Exercise prompt. Copy out every line of the records below word for word, omitting the pictures.

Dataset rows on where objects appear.

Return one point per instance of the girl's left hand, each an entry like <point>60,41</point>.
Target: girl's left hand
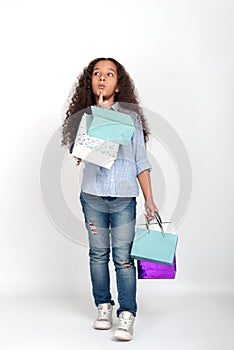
<point>150,209</point>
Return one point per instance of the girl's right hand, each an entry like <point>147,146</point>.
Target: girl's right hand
<point>103,104</point>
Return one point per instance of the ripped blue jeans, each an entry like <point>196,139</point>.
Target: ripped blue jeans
<point>110,222</point>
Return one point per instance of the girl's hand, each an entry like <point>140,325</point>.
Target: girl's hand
<point>150,209</point>
<point>103,104</point>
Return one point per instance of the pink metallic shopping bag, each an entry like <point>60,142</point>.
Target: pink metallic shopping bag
<point>150,270</point>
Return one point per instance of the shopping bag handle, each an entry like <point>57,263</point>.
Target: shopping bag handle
<point>159,222</point>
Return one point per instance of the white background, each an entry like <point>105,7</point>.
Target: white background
<point>180,55</point>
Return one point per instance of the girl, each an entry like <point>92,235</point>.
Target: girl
<point>108,196</point>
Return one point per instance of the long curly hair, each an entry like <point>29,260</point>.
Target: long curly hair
<point>83,98</point>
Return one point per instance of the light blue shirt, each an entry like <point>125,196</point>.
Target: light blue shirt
<point>121,179</point>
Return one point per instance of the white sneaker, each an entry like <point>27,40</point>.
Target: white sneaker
<point>124,330</point>
<point>104,320</point>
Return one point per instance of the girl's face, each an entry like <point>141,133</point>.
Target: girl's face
<point>104,80</point>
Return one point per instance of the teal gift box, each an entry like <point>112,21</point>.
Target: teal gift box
<point>154,246</point>
<point>111,125</point>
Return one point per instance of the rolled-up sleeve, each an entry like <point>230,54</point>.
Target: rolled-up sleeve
<point>141,159</point>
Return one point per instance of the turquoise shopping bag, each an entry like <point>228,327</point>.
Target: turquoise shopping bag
<point>154,246</point>
<point>111,125</point>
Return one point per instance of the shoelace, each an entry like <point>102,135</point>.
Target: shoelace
<point>125,324</point>
<point>104,315</point>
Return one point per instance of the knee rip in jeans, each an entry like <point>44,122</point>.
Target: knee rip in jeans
<point>93,228</point>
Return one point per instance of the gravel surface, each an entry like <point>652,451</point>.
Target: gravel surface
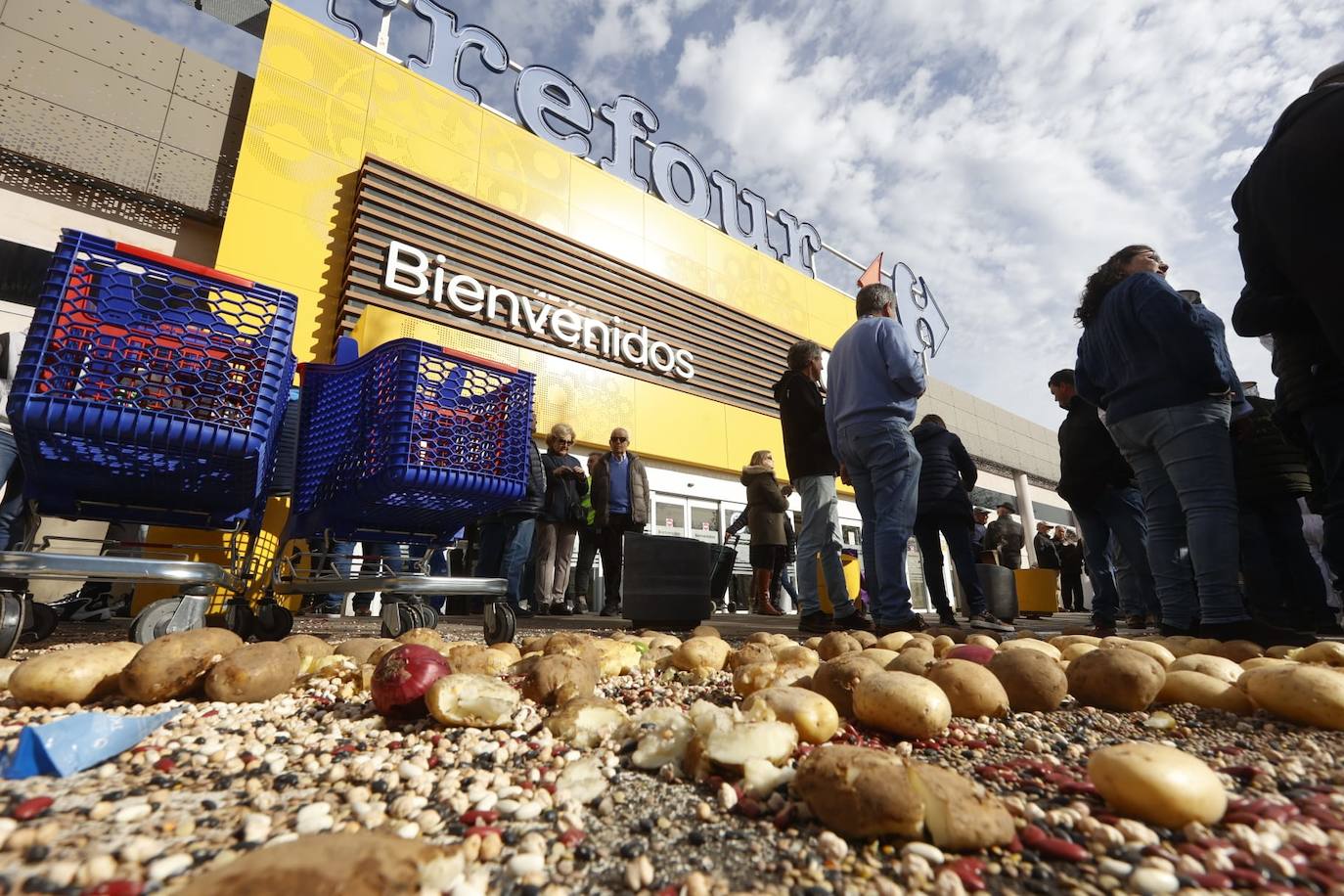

Worked solution.
Return one point per instance of the girl's left hand, each an entry like <point>60,41</point>.
Target: girl's left hand
<point>150,209</point>
Return one point per instance of the girl's right hand, each an entry like <point>147,146</point>.
Target: girl's right hand
<point>103,104</point>
Return one point per instance of the ripped blue jeans, each an entry like <point>196,139</point>.
Target: ripped blue jeans
<point>110,222</point>
Return one point per instance of the girl's hand, each an entry like <point>140,325</point>.
Target: girl's hand
<point>150,209</point>
<point>103,104</point>
Return one point per instance of the pink metallic shopping bag, each an entry like <point>60,142</point>.
Target: pink metallic shopping bag
<point>150,270</point>
Return one point per instance of the shopping bag handle, each an entry like <point>57,263</point>.
Target: shopping bag handle
<point>159,222</point>
Return one point per instance of the white background, each an entry like <point>105,7</point>.
Target: white background
<point>180,55</point>
Return one point per instance of the girl, each an entry like <point>92,235</point>.
Target: girl
<point>108,196</point>
Return one point per instance of the long curly hair, each an entry like <point>29,260</point>.
Target: long curly hair
<point>83,98</point>
Return one point per instance of the light blue shirt, each an entry like <point>125,196</point>.
Target: light blue shirt
<point>121,179</point>
Return one point per instance of the white sneaker, each an entry like <point>27,40</point>.
Target: white sneaker
<point>124,330</point>
<point>104,320</point>
Return one point per instance of the girl's face, each an entry like <point>141,133</point>.
Target: girl's face
<point>104,80</point>
Return one point per instance of the teal gift box, each an entry like <point>112,21</point>.
Target: teal gift box
<point>154,246</point>
<point>111,125</point>
Return one point per instance of the rolled-up sleeve, each an entry like <point>230,54</point>.
Target: rolled-up sleeve
<point>141,159</point>
Return one point per instance of the turquoise shopping bag, each an entry like <point>228,327</point>.
Target: turquoise shopping bag
<point>154,246</point>
<point>111,125</point>
Return one point per instance of the shoelace, each an entry like <point>102,135</point>.
Target: shoelace
<point>125,324</point>
<point>104,315</point>
Return one point per instance of the knee rip in jeans, each an entry like <point>44,122</point>.
Target: knee rip in jeans
<point>93,228</point>
Return one point per instance of the gravel surface, each an entry like <point>652,451</point>.
Target: gravel surface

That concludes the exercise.